_AIM_: Count the lines below that contain the string "metal", treating uppercase and lowercase as different. Give only the number.

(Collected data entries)
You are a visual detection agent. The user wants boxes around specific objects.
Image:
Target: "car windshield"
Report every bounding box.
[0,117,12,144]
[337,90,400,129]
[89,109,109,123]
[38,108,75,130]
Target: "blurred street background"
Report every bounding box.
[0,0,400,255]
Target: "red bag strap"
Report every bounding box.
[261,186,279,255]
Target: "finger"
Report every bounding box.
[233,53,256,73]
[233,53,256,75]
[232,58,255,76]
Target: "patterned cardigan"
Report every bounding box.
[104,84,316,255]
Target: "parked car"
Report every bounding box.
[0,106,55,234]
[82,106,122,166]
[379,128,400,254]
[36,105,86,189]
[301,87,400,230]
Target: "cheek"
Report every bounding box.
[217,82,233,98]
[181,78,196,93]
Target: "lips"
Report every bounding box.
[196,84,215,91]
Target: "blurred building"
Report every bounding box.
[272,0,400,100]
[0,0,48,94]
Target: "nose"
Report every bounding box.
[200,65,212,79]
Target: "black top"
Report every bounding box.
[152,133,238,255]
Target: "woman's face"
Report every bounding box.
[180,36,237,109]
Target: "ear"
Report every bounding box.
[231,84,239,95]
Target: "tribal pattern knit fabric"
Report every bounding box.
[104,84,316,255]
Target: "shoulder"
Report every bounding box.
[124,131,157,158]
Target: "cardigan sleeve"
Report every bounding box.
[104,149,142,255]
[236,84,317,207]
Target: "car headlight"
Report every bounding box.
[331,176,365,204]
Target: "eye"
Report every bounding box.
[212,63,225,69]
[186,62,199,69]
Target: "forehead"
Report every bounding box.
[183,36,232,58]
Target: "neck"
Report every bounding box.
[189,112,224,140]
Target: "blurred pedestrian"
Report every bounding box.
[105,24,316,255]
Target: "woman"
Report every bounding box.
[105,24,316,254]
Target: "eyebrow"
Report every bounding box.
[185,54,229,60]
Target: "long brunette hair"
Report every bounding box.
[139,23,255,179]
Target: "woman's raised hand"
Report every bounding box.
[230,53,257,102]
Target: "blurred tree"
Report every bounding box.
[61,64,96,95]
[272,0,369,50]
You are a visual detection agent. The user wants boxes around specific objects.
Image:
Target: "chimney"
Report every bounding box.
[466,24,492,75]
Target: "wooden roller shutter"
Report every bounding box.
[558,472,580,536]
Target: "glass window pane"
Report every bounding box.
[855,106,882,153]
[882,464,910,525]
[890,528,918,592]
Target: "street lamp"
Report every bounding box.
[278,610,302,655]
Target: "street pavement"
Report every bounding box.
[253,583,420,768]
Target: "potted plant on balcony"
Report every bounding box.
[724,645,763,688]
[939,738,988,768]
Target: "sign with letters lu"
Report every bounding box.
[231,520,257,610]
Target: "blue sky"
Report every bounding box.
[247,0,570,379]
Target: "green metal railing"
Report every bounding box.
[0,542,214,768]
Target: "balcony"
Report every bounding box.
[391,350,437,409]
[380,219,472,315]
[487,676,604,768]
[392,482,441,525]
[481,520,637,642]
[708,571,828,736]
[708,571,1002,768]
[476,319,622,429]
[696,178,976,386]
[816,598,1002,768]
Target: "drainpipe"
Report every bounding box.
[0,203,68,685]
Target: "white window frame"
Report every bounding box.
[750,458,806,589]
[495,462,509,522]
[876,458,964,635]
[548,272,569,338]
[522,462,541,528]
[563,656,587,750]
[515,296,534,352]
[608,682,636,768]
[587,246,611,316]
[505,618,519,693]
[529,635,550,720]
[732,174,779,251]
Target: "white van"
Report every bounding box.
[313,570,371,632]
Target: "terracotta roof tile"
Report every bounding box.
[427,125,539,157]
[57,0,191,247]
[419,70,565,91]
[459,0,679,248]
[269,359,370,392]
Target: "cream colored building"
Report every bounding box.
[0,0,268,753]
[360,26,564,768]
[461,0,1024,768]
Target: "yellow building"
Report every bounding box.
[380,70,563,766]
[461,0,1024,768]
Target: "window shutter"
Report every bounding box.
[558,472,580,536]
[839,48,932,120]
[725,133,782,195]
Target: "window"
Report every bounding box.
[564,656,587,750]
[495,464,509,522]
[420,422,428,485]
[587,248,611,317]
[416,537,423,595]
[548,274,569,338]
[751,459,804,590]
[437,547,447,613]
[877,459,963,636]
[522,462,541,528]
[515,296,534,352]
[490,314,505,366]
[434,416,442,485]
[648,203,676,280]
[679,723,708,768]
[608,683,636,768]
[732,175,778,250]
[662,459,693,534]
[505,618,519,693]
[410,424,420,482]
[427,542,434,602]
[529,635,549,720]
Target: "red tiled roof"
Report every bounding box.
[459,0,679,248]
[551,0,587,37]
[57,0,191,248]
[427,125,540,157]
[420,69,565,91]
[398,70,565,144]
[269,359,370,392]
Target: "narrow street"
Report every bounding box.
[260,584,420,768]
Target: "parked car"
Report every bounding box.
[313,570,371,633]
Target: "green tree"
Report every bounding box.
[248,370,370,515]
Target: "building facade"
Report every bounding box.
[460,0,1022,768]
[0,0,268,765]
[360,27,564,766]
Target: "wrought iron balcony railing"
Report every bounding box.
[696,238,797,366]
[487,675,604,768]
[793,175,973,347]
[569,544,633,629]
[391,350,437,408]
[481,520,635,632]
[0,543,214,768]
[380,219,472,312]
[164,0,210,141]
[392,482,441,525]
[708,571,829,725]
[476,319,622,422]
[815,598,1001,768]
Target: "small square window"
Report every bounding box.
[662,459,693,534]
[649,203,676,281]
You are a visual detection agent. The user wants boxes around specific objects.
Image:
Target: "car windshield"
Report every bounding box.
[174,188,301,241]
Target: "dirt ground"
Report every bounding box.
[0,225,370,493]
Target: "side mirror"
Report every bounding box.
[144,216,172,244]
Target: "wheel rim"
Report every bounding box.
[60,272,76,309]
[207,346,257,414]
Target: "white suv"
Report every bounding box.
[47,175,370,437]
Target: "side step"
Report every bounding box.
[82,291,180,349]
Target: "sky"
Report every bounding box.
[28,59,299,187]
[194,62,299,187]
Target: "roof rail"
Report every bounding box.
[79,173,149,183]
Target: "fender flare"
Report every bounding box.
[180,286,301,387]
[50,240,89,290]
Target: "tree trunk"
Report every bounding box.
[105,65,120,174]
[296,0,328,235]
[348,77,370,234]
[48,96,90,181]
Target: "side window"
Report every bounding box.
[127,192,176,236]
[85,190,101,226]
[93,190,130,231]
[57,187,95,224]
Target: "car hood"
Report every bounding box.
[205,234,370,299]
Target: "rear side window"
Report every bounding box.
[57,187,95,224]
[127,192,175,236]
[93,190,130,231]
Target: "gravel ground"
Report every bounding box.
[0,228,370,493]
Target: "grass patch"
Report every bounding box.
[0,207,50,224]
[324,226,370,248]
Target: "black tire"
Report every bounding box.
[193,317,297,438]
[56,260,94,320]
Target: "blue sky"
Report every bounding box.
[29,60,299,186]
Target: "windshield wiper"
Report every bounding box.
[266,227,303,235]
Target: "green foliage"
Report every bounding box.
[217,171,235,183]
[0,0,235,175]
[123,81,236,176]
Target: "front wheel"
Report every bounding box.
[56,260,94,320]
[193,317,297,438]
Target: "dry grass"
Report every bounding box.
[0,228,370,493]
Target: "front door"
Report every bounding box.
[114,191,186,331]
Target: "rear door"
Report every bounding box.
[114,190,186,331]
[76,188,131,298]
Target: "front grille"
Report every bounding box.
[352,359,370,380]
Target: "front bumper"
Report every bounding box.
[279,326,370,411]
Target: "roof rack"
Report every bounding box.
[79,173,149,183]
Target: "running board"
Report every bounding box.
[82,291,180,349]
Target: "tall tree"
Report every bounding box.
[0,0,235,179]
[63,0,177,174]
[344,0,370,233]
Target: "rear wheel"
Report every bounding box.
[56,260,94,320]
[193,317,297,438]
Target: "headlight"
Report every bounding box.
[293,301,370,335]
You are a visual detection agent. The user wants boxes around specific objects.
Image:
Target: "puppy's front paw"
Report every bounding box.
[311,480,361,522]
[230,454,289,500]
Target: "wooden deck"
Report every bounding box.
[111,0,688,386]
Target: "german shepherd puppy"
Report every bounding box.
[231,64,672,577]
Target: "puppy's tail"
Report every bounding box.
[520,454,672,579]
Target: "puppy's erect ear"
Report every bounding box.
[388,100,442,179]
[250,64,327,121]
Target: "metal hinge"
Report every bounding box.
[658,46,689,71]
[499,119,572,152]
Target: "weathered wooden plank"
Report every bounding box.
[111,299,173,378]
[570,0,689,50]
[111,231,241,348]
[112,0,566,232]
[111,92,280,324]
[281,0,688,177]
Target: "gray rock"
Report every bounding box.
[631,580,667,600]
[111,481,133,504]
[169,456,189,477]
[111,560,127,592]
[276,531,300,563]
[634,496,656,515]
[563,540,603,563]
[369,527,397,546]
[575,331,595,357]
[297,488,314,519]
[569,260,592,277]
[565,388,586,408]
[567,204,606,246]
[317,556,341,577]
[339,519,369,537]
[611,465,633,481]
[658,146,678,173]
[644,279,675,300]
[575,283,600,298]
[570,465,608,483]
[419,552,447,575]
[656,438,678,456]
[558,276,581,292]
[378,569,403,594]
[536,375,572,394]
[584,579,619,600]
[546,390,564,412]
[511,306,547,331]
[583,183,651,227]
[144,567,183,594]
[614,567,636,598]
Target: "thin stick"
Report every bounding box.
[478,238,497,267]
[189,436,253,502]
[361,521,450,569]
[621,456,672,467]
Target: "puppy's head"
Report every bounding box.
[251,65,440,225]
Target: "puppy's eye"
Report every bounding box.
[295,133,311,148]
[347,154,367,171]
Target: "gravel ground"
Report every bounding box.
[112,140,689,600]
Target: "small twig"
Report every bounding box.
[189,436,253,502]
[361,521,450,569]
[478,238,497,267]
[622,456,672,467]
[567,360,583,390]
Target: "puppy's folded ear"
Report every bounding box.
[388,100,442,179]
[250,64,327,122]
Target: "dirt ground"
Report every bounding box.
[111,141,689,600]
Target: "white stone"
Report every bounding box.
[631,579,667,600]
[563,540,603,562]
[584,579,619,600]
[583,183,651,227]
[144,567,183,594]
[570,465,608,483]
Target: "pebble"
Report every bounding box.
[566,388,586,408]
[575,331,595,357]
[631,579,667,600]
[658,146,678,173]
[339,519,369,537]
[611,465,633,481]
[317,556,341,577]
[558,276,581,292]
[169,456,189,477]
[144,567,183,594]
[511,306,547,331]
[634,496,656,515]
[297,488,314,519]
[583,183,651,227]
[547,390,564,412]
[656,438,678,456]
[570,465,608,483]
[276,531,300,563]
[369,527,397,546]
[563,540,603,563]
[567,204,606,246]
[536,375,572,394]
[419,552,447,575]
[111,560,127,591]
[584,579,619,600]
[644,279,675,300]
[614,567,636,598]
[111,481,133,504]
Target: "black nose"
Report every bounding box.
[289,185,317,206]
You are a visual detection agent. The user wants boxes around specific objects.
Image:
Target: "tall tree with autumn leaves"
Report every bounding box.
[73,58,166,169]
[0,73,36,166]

_SOLUTION_: 2